Quoted text:
William Edward Hack (1873-1953) was born in Asfordby and was apprenticed to a grocer. He married Mary Ann Angrave (1871-1930) in Nottingham in 1895 when she was pregnant with their daughter Hilda May (1895-1952) who was born in Doncaster. By the time Ida Phyllis (1899-1974) came along in 1899 the family lived at number 50 Farnham Road, Leicester and William worked as a grocer’s assistant. They moved to 132 Charnwood Street in about 1903 and in November 1909 to 105 Queens Road to start a grocer’s shop with £20 capital borrowed from a friend. At first things seemed to go well and so in 1910 William opened two branch shops, one in Cavendish Road and the other in Wigston.  Between September and December 1910 Mary advertised in the Western Daily Press for a baby to adopt.  There’s no evidence that William and Mary did adopt a baby but they did take in two boarders in 1911, possibly in an attempt to bring in more money to save their ailing businesses – the two branch shops closed in 1911.  By 1912 William was in debt to the tune of £362 and on the 21st August he ran off to escape his creditors, deserting his wife and children.  Wheeler, Son and Killpack, wholesale grocer’s of Belgrave Gate, initiated a bankruptcy order against William which was granted on 17th September.  Mary was allowed to keep the household effects as she bought them with money that belonged to her before she married.  The family moved out of 105 Queens Road in 1913.  At some point William and Mary were reunited and moved to Middlesborough where William found work as a nursery gardener.

1913-1915

Between 1913 and 1914 105 Queens Road was lived in by Charles Thompson, who almost certainly kept a shop of some kind but unfortunately there is no evidence to say what kind, or who Charles was.  We do know that pork butcher John C Fisher lived there 1914 – 1915.

1916-1938

Between as early as 1916 and 1938 105 Queens Road was a laundry.  In 1916 the laundry was operated by Cyril Wong.  It has proven impossible to find out anything about Cyril.  By 1919 the business was operated by Chow Fun, sometimes known as “Joe Lee” (1892-1966).  Chow was born in China and emigrated to Liverpool in 1916, where he was soon prosecuted for failing to register.  Shortly after he moved to Leicester.  He married Edith Annie Atkins (1899-1982) in 1920 and they had a son, Stanley (1922-1999). Shortly before his marriage, in July 1919 Chow was summoned for failing to furnish particulars of every ‘alien’ living at 105 Queens Road. These were Kow Wong and Wong Chin, friends from China who he said were visiting overnight. Chow was fined 40s (and his friends 40s and £3 respectively).  In 1925 the horribly racist Coventry Herald reported that “a sallow-visaged oriental” – Chow – was charged with speeding at 35 mph and skidding 26 feet before coming to a halt. The car was made in 1914 and Chow’s friend and witness stated that it was incapable of managing the speed, but the judge fined him 40 shillings anyway. By 1939 Chow and Annie lived in cramped accommodation at 45 Melton Street along with various members of Annie’s family and several boarders.  He still worked as a laundry master and Annie as a hosiery hand.  He died in 1966.  A former resident of Clarendon Park recalled Chow working at 105 Queens Road in her memoirs, which are recorded on the excellent Clarendon Spark blog. Edna said “He kept the starch in his mouth and spat on the collars as he ironed them.”

Set problem:
Name every street address given with a house number in the history of 105 Queens Road above.

Dataset extract:
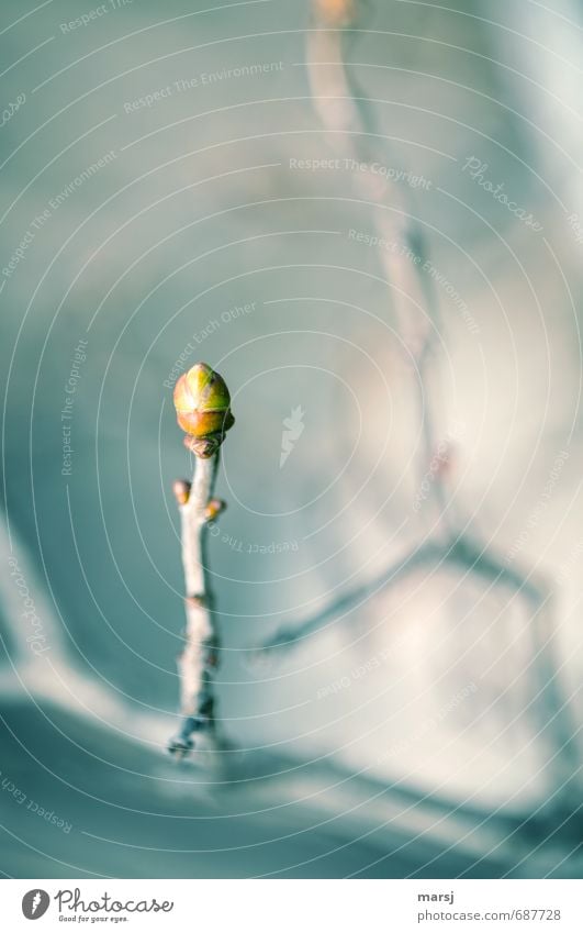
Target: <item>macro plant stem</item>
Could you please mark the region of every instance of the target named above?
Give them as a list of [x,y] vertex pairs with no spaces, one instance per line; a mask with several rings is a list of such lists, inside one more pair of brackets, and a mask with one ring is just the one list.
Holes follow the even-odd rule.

Output below:
50 Farnham Road, 132 Charnwood Street, 105 Queens Road, 45 Melton Street